Problems to work on:
1. Translate this sentence from the leg summary into Spanish: "In Nguya, teams had to eat a plate of 70 Vigan longganisas to receive their next clue."
2. Write out the portion of the leg summary starting with "- Bantay (Quirino" and going on through "longganisas to receive their next clue.", keeping every word unchanged.

Source text:
Airdates: November 3 & 5–6, 2012
- Manila (Florida Bus Terminal) to Vigan, Ilocos Sur
- Bantay (Bantay Bell Tower)
- Vigan (Vigan City Public Market)
- Vigan (Pagburnayan District)
- Vigan (Calle Crisologo)
- Bantay (Quirino Bridge)
- Vigan (Plaza Burgos)
- Vigan (St. Paul Metropolitan Cathedral)

This leg's Detour was a choice between Gawa (Work) or Nguya (Chew). In Gawa, teams had to make two dozen Vigan longganisas to the satisfaction of the vendor to receive their next clue. In Nguya, teams had to eat a plate of 70 Vigan longganisas to receive their next clue.

In this leg's Roadblock, one team member had to paddle a kayak through the river to reach their partner, who had rappel down from bridge. Once team members were reunited, the paddler then had to reach the river banks to receive their next clue.

Supplied data:
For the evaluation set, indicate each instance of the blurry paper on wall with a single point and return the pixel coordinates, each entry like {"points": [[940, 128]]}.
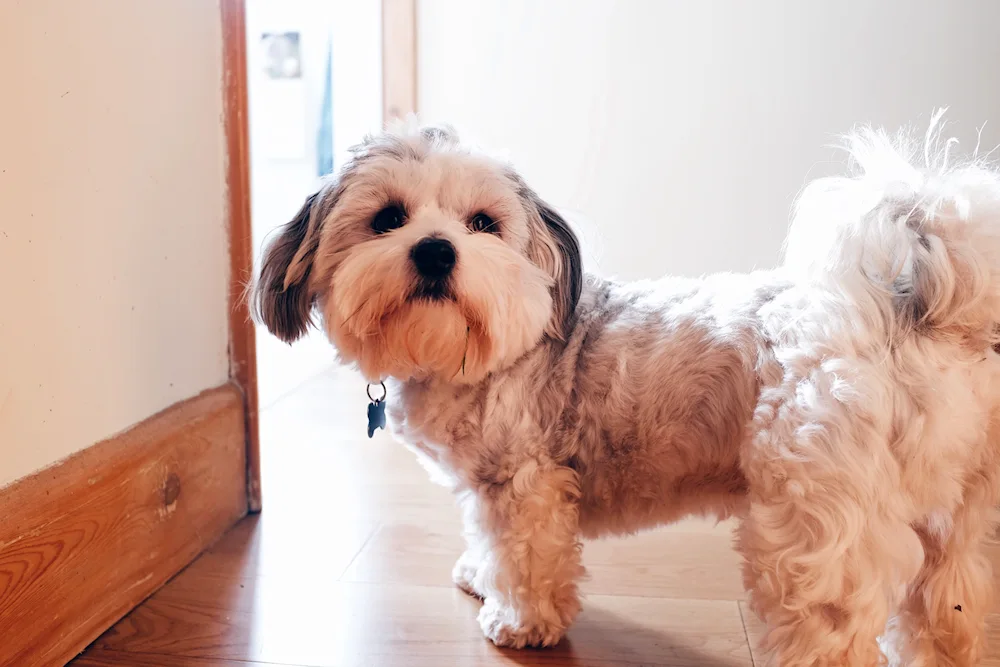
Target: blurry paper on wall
{"points": [[282, 97]]}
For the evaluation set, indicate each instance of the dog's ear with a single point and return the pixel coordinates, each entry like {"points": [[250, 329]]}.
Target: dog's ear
{"points": [[555, 248], [281, 298]]}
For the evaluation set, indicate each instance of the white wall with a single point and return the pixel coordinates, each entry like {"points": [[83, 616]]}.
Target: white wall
{"points": [[113, 250], [284, 120], [677, 133]]}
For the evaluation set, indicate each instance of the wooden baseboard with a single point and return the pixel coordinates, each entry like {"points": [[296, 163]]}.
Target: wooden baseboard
{"points": [[85, 541]]}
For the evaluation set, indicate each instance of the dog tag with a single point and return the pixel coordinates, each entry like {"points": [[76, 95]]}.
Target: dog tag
{"points": [[376, 417], [376, 411]]}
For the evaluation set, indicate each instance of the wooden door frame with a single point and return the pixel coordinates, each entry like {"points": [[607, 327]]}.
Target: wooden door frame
{"points": [[242, 332], [399, 98]]}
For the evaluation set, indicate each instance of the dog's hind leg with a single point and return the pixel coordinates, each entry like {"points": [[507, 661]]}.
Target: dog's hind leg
{"points": [[827, 548], [942, 621]]}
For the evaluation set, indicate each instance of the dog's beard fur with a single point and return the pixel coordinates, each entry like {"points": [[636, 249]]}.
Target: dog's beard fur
{"points": [[846, 407], [494, 308]]}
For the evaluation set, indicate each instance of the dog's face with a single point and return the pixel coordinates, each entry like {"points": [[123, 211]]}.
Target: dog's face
{"points": [[425, 260]]}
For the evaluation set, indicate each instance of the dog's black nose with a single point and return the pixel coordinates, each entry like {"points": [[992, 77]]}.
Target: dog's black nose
{"points": [[434, 257]]}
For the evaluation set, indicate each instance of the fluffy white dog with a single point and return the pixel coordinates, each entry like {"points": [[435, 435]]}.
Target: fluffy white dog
{"points": [[844, 407]]}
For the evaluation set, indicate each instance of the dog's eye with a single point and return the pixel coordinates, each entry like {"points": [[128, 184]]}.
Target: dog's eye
{"points": [[389, 218], [481, 222]]}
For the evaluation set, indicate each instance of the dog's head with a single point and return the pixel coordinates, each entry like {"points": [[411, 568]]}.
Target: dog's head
{"points": [[424, 260]]}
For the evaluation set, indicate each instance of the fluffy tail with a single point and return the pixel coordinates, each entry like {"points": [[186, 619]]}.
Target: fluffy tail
{"points": [[916, 230]]}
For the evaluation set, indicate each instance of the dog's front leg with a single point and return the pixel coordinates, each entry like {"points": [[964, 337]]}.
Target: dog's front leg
{"points": [[532, 562]]}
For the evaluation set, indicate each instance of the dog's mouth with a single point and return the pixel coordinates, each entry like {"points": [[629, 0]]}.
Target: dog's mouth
{"points": [[432, 290]]}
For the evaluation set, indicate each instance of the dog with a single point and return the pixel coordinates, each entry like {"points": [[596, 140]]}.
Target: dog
{"points": [[843, 407]]}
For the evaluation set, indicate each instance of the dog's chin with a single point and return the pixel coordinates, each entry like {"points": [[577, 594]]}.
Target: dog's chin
{"points": [[428, 338]]}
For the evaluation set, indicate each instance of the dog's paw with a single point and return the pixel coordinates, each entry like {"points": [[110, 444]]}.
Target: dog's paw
{"points": [[464, 574], [500, 625]]}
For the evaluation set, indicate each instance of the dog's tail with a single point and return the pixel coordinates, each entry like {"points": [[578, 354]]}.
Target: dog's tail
{"points": [[916, 233]]}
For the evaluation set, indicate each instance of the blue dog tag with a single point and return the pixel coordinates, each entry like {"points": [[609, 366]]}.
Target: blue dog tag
{"points": [[376, 410], [376, 416]]}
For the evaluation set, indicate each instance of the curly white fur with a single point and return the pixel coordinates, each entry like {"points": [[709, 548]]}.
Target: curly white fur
{"points": [[844, 406]]}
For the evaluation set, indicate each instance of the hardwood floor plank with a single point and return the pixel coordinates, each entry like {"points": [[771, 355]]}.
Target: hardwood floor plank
{"points": [[697, 565], [119, 659], [371, 624]]}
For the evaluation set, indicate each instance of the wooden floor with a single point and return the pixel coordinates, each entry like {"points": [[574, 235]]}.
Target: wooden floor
{"points": [[349, 565]]}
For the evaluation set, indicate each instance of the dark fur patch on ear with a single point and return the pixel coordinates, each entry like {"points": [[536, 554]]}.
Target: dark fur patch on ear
{"points": [[569, 286], [281, 300], [569, 278]]}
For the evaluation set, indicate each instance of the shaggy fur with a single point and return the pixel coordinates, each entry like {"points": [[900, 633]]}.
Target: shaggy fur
{"points": [[844, 407]]}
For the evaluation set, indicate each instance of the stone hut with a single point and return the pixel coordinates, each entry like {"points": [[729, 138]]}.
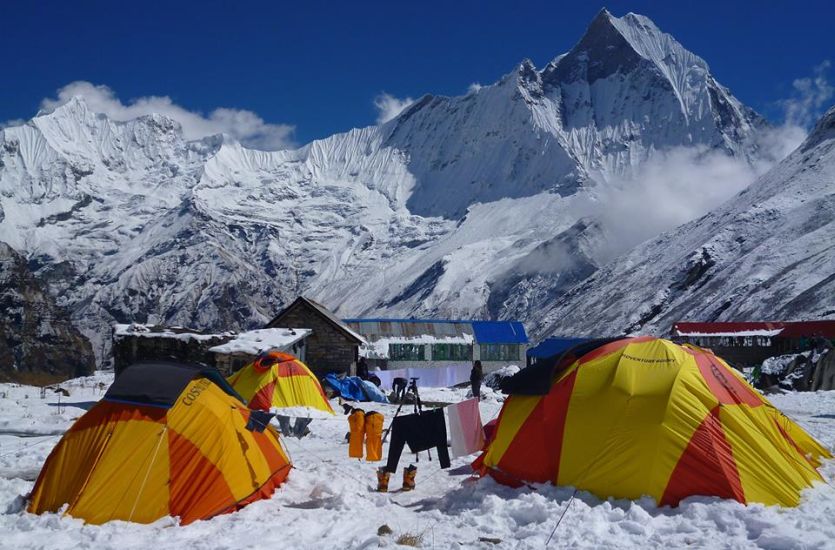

Answers:
1. En Nguya, los equipos tenían que comerse un plato de 70 longganisas de Vigan para recibir su siguiente pista.

2.
- Bantay (Quirino Bridge)
- Vigan (Plaza Burgos)
- Vigan (St. Paul Metropolitan Cathedral)

This leg's Detour was a choice between Gawa (Work) or Nguya (Chew). In Gawa, teams had to make two dozen Vigan longganisas to the satisfaction of the vendor to receive their next clue. In Nguya, teams had to eat a plate of 70 Vigan longganisas to receive their next clue.